--- Start ---

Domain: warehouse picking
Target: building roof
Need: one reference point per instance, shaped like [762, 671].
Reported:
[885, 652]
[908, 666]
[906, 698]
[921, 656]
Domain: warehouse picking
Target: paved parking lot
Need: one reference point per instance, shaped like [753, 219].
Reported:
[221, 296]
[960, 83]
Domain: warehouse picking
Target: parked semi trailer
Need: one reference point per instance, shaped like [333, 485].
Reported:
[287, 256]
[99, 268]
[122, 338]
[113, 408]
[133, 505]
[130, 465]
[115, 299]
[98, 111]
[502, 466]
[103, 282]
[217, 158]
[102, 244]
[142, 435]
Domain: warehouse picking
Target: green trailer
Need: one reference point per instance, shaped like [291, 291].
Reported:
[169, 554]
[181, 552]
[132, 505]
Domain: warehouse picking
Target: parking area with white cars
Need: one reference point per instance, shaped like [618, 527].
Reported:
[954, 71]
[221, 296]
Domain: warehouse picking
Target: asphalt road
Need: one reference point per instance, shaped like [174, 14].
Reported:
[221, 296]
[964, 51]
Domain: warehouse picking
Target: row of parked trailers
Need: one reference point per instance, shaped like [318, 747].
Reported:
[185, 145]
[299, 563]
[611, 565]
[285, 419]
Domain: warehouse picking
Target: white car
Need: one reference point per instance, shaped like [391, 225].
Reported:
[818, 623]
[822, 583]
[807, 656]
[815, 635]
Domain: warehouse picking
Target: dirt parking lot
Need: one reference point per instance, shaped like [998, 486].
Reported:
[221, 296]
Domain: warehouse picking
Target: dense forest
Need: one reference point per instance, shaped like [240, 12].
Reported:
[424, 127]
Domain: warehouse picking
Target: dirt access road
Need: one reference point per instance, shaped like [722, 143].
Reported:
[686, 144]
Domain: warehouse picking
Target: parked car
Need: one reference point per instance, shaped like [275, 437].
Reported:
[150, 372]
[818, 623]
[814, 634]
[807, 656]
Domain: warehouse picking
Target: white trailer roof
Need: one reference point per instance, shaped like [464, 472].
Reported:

--- End ---

TASK OBJECTIVE:
Extract every record and return it verbatim.

SOLVED EXERCISE:
Domain: warehouse picking
Target: building roof
Need: one reference point per instance, shaped like [762, 671].
Reported:
[885, 652]
[908, 666]
[906, 698]
[921, 656]
Domain: warehouse picking
Target: paved parking lot
Need: one reference point per instance, shaped like [753, 219].
Reported:
[221, 296]
[960, 83]
Domain: warehouse picking
Target: parked semi trailer
Need: one reference point per instance, shaped like [333, 485].
Reported:
[287, 256]
[99, 268]
[122, 338]
[113, 408]
[133, 505]
[130, 465]
[115, 299]
[98, 111]
[502, 466]
[103, 282]
[217, 158]
[102, 244]
[142, 435]
Domain: warehouse picking
Target: green trailer
Need: one reference point per instance, shaped like [291, 291].
Reported:
[169, 554]
[181, 552]
[132, 505]
Domain: warehouse picking
Target: parking area with white cars
Need: one reference point per instance, shaped like [618, 527].
Reported:
[954, 71]
[221, 296]
Domain: warehouse picking
Target: asphalt road
Need: one reference point per instance, shaped like [174, 14].
Reported:
[221, 296]
[964, 51]
Domain: warehouse picking
Target: row of parked trailers
Need: one reference point per instance, shaped like [318, 747].
Reported:
[185, 145]
[299, 563]
[611, 565]
[285, 419]
Domain: warehouse picking
Target: white car
Need: one reference point per instance, shaped like [391, 225].
Reported:
[818, 623]
[822, 583]
[807, 656]
[815, 635]
Domain: warehouse picking
Target: dirt parking lot
Need: one reference point per instance, shaped like [998, 486].
Reported:
[221, 296]
Domain: warehouse picking
Target: dense forest
Need: one reference point per instance, shaped like [240, 12].
Reported:
[424, 127]
Domain: warehouse picking
Target: dirt access road
Need: one reference point per instance, shaped like [722, 143].
Reported:
[686, 144]
Domain: warehouse picking
Target: parked car
Need: one reference point per instance, shaped like [275, 437].
Reported:
[150, 372]
[818, 623]
[814, 634]
[807, 656]
Domain: warehouse picking
Target: white trailer roof
Need: one reference point per instance, shaped like [464, 472].
Reported:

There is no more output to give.